WRITTEN TASK:
Retype all of the entries word for word.

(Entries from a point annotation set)

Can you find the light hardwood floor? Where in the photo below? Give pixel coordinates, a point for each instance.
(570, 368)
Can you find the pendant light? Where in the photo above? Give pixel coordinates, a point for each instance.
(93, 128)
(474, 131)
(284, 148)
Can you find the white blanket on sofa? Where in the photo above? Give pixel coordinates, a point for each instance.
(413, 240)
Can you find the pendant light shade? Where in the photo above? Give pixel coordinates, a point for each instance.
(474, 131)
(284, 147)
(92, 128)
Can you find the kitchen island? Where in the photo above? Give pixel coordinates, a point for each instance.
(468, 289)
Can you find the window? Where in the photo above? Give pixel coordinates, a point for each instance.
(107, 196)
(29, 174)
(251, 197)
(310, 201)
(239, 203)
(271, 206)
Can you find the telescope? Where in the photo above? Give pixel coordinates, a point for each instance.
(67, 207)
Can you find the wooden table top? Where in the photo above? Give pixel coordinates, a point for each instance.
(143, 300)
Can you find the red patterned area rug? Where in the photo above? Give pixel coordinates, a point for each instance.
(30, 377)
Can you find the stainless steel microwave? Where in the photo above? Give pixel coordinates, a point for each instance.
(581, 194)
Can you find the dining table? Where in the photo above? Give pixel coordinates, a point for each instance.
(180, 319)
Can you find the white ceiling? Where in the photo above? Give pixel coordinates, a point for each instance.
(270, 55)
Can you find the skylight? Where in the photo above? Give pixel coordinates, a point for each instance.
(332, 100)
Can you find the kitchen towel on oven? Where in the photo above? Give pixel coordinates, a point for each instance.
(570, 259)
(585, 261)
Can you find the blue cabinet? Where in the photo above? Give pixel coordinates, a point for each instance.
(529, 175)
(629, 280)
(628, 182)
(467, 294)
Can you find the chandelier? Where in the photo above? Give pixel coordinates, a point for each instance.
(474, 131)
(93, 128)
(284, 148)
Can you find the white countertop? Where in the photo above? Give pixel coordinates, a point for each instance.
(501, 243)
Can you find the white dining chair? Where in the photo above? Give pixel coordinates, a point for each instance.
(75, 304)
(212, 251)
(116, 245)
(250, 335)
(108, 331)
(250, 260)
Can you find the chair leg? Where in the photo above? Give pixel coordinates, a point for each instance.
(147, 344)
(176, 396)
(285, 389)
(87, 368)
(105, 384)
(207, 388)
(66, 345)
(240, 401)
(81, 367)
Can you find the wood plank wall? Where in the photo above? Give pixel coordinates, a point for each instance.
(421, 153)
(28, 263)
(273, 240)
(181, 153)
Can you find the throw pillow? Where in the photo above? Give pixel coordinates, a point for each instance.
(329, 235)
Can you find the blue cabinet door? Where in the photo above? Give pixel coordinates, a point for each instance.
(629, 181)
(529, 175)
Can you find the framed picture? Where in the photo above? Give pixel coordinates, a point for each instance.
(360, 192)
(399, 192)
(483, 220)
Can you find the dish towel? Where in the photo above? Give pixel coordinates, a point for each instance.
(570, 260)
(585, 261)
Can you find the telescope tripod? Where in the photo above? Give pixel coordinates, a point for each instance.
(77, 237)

FULL RESPONSE:
Can you find the light hardwood floor? Where in the photo below? Give pixel coordinates, a point for each instance.
(570, 368)
Can you find the pendant light? Where in the photo above? Give pixel coordinates, a point for each instance.
(93, 128)
(474, 131)
(284, 148)
Can you find the white blanket on sofa? Where in the photo above? Give pixel coordinates, a point for each instance.
(413, 240)
Can you find the pendant light shade? Where in the photo above? Give pixel coordinates, a point for each instance.
(474, 131)
(284, 147)
(92, 128)
Can you find the kitchen island? Where in the photo above? Give pixel coordinates, a point for each instance.
(468, 289)
Can you find the window? Where in the photo above? Give pixel coordinates, a point for each instance.
(107, 196)
(29, 174)
(251, 197)
(310, 201)
(239, 203)
(271, 206)
Can you find the telescope? Where in the photo above? Give pixel coordinates, a point for each instance.
(67, 207)
Can you find the wooden table top? Where in the photo above? Give pixel coordinates, a point for each instance.
(143, 300)
Can you find the red patterned area rug? Where in the photo above? Give pixel coordinates, a point for each instance.
(30, 377)
Can you find the stainless steel microwave? Where in the photo above? Give pixel coordinates, a point for each instance.
(581, 194)
Can you find the dining table? Where in the photo above? Give pixel coordinates, a point for each instance.
(180, 319)
Can you find the white ceiling? Where in the photo above? Give pixel coordinates, a point for each instance.
(270, 55)
Can you find the skylight? Where in the photo above? Give pixel coordinates, a point for each instance.
(332, 100)
Can you find the kitchen towel on oven? Where in the photo above? Give pixel coordinates, a point for each instance.
(570, 259)
(585, 261)
Can you find the blue cabinet? Where in the photo above? Give pixel coordinates, a point for each instance.
(529, 175)
(629, 280)
(628, 182)
(467, 294)
Can you find the chandelier? Where in the photo above? Give pixel coordinates, a point for each instance.
(474, 131)
(93, 128)
(284, 148)
Can you find the white countertop? Where in the photo above? Give pixel coordinates, a point for each instance.
(501, 243)
Can you find the white dining chair? Where in the photo above? Give pixel coordinates, a point for each instance.
(75, 304)
(212, 251)
(116, 245)
(250, 335)
(108, 331)
(250, 260)
Can you find the chair leg? Where in the photo above? Give pixel coordinates, a point for each instance.
(147, 344)
(176, 396)
(285, 389)
(87, 368)
(105, 384)
(207, 388)
(66, 345)
(240, 401)
(81, 367)
Can you find the wood plank wall? Where in the photo above? Give pixel coordinates, a point for each instance.
(421, 153)
(28, 263)
(273, 240)
(181, 153)
Can you find the throw pillow? Where in the photo above? Give pixel coordinates, a point for each instance.
(329, 235)
Can you find the blue cabinet door? Where in the photo above? Give pixel coordinates, a point for each instance.
(629, 181)
(529, 175)
Can you find the framed picture? Where in the photo above? Give pixel coordinates, a point for each instance.
(360, 192)
(399, 192)
(483, 220)
Can you find the dish towel? Where in the photo above? Give pixel coordinates, a point for each instance.
(570, 260)
(585, 261)
Can you find the telescope tripod? Where in the photo above? Give pixel coordinates, a point for each instance.
(77, 237)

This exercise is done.